**Problems and tasks**
(A) Give every clock time written in the kayak fishing report below, in the "0417hrs" style.
(B) Carry on the kayak fishing report below from its final sentence, keeping its first-person voice.

-- Start Quoted passage --

# QLD: 3 minutes, 3 casts, 3 spotty macs



## sunshiner (Feb 22, 2006)

Some pics 800 pixels wide. Please adjust browser window if necessary

Jaro, my sole yakking companion today, was already present when I arrived at the carpark at 0417hrs -- on perhaps the longest southern hemisphere daylight day of 2009. I took a quick stroll down to the beach to find a small wave breaking at the exit but nothing that would challenge the average competent kayak fisher. The air was still and heavy with the promise of rain, the sky overcast and out in the murk to the north, the starboard nav lights of power boats heading NE from the river mouth indicated a fair squadron of fishing boats would be out there today. Understandable, really, for a calm Sunday in the mackerel season.









_0437hrs. Afloat and waiting in the holding area at the end of the groyne for this wave to pass. (pic from chest cam movie)_

Exit was easy, as Jaro had already demonstrated in the half light. Jaro kindly waited for me to get organised and we paddled off together, trolling, inside the shark net -- our mission today was to find and fix the elusive mackerel.

Barely had our lures started swimming when bang! --- Jaro was hooked up. Thinking there was a possible photo opportunity here I reeled in my hardly wet lure and paddled over to find Jaro battling a small whaler shark of less than a metre which had nailed his prime mackerel lure.









_0459hrs. Jaro boats the shark prior to releasing it -- after all this is a mackerel day! (pic from chest cam movie)_

Off we went again, following the shore and at least 300 metres out. We travelled inside the second shark net also where I noticed some interesting surface swirls which were caused by fairly large fish, species unknown. Our lures swam on, undisturbed. Just past the Boiling Pot Jaro suggested we head for Jew Shoal, some 1.9km straight out to sea. So far we had seen no bird activity and very little bait action, so what did we have to lose, and the weather was perfect. So, turn for Jew Shoal we did.

The trio of floated and anchored shark hooks north of Boiling Pot were negotiated without action and though we had a clear view of the horizon ahead, very few birds were evident. Jew Shoal was quiet too, except that a power boat fast trolling with a hard body lure took a strike when passing quite close to me. As I trolled on I was close enough to ask the lone long haired, male crewman whether he had hooked a Spaniard. While still fighting it, he confirmed that it was and estimated its weight at 8kg. He didn't get a chance to test his estimate as shortly afterward the fish self-released.

A couple of large splashes caught my attention so I paddled over to the spot where these had occurred, found nothing, so paddled to the westward edge of Jew Shoal trolling all the way. I'd already concluded that a paddle over to Little Halls Reef (some 3km away, to the WSW) might be worthwhile, particularly as Jaro hadn't gone there yesterday. So very soon I suggested this by radio to Jaro, who agreed.

This short journey was taken in superb conditions, the rising sun behind us and the swell with us and a tiny westerly breeze to freshen us, especially when the swells lifted us to their maximum height out of the shelter of the troughs. Jaro, who had been some 500m behind me when we left Jew Shoal caught up to me when we were about 1km short of our target reef on which we could see a couple of power boats hanging around. We paddled the remaining distance together, chatting about the beauty and the majesty of our situation. Still no fish were apparent, although here there was at least some bird action, with several terns hoping to find their breakfast hereabouts. We trolled past a couple of huge rays, the tips of their "wings" protruding above the surface as they cruised along, unperturbed by our proximity.

-- End Quoted passage --
-- Start Material --

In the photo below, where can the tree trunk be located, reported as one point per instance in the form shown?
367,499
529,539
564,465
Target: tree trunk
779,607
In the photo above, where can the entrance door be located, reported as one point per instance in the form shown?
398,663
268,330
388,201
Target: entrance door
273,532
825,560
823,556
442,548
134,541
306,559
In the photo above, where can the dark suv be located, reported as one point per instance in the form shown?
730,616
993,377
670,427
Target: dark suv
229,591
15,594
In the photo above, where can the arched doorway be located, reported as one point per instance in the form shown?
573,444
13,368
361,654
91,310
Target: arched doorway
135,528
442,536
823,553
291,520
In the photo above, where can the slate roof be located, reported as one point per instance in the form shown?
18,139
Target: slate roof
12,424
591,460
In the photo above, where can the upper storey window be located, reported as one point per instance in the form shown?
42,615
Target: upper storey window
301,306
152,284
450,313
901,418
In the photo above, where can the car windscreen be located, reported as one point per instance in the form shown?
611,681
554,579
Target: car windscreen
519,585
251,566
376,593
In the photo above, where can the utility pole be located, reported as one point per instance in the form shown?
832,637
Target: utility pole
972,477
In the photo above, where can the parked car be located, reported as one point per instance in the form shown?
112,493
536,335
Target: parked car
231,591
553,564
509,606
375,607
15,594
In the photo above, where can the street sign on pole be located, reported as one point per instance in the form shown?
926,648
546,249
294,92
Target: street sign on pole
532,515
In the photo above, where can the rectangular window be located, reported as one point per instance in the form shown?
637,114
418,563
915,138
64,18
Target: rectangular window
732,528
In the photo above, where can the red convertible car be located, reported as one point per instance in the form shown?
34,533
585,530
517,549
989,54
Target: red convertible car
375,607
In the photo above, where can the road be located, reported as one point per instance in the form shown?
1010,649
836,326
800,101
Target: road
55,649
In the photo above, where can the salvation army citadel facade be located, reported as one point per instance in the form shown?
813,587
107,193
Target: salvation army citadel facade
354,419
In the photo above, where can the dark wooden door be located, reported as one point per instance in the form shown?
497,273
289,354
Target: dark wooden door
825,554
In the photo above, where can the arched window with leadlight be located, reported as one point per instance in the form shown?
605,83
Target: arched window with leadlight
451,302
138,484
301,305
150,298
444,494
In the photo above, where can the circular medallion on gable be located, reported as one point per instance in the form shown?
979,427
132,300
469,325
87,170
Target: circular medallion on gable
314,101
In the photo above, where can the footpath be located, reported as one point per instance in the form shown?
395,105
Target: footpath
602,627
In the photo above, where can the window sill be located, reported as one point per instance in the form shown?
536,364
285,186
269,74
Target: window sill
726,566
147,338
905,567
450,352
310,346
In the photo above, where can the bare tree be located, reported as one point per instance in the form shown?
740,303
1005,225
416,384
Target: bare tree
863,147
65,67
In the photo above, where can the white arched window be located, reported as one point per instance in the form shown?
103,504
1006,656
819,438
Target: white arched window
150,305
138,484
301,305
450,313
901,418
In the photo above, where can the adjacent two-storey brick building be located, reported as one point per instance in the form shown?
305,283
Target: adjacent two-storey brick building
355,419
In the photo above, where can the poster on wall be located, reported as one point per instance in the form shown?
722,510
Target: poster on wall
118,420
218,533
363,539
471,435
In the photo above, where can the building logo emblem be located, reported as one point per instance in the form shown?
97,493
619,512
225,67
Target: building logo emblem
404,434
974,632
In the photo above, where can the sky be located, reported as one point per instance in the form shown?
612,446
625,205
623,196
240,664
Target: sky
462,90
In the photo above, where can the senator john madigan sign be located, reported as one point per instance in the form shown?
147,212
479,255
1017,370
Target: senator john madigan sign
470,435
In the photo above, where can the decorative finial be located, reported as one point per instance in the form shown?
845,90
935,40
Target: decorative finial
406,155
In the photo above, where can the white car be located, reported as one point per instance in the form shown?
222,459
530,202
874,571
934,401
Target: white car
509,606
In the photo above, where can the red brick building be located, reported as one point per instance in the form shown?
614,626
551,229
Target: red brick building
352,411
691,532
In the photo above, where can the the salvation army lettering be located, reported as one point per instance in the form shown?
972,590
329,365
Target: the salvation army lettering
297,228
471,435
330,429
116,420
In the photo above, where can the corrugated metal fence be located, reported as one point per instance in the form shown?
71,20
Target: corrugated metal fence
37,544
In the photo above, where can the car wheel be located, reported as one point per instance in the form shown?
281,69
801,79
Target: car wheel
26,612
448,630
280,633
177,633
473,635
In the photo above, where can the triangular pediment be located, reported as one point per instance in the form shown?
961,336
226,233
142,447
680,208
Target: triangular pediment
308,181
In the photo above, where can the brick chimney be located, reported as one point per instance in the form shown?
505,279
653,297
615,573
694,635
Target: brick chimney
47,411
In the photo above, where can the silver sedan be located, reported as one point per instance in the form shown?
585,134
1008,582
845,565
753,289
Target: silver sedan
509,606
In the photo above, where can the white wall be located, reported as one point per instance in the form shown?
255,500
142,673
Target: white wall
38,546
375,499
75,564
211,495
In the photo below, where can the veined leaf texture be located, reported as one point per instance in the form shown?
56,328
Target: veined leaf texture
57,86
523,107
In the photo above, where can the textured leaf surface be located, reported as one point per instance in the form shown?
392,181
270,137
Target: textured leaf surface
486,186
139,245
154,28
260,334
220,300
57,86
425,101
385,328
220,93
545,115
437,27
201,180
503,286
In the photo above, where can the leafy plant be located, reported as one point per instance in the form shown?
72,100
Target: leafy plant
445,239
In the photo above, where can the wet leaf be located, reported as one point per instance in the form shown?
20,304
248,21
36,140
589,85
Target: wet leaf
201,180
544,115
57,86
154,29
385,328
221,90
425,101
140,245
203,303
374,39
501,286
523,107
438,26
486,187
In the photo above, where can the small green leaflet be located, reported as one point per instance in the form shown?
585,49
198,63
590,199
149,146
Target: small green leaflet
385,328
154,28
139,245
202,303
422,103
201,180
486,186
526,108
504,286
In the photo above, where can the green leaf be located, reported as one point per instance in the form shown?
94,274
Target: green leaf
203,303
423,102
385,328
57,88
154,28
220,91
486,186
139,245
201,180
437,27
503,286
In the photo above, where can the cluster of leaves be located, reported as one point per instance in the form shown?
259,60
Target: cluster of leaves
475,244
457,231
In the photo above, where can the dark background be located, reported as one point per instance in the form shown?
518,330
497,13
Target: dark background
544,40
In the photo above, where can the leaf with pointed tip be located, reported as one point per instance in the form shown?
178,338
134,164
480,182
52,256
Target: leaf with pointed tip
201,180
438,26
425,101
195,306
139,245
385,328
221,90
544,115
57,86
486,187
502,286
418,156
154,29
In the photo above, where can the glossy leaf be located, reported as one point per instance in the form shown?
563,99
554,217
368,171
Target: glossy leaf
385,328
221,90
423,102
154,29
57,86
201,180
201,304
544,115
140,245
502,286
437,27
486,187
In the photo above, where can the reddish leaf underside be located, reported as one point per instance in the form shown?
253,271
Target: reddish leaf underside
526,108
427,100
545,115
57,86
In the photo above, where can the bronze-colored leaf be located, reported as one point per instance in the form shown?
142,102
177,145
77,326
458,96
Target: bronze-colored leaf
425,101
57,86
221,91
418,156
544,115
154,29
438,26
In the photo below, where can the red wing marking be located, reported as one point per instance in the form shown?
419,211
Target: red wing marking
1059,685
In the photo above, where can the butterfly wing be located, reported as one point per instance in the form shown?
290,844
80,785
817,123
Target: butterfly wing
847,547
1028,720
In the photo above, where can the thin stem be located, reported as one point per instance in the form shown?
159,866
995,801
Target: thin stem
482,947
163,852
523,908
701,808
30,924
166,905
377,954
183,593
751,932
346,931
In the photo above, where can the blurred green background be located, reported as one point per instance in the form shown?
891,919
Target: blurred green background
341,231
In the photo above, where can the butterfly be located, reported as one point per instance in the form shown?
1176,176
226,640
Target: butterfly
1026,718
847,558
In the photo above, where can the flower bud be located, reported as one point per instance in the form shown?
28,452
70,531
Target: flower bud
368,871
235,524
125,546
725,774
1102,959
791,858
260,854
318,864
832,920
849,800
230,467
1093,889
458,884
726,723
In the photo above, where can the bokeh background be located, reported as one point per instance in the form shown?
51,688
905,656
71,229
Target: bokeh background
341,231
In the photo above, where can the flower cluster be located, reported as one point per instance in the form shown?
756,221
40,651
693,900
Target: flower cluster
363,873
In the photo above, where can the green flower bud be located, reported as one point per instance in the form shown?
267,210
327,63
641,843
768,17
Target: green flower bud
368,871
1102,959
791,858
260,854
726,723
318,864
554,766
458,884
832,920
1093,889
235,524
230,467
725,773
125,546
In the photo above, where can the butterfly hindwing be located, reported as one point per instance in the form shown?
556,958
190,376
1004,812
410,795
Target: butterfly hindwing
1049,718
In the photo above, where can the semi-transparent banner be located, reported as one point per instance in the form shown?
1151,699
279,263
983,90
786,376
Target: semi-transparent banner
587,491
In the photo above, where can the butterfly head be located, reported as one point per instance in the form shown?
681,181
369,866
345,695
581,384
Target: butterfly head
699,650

-- End Material --

**Answers in order**
(A) 0417hrs, 0437hrs, 0459hrs

(B)
Then suddenly, as if from nowhere, a flock of terns could be seen wheeling and diving, right ahead of us about 200 metres away. The best indicator, for me, however was that there were isolated but frequent splashes and swirls right where the terns were active. This could only mean decent sized predators, not the tiny bonito and mac tuna which had been so prominent in the last week. I continued to troll but had my second rig already set up with a "slug", a shiny metal lure, which had already survived the mayhem of last season's pelagic action, proudly wore the badge of honour of a bit of rust, and now was on its third and, as it turned out, last, set of hooks.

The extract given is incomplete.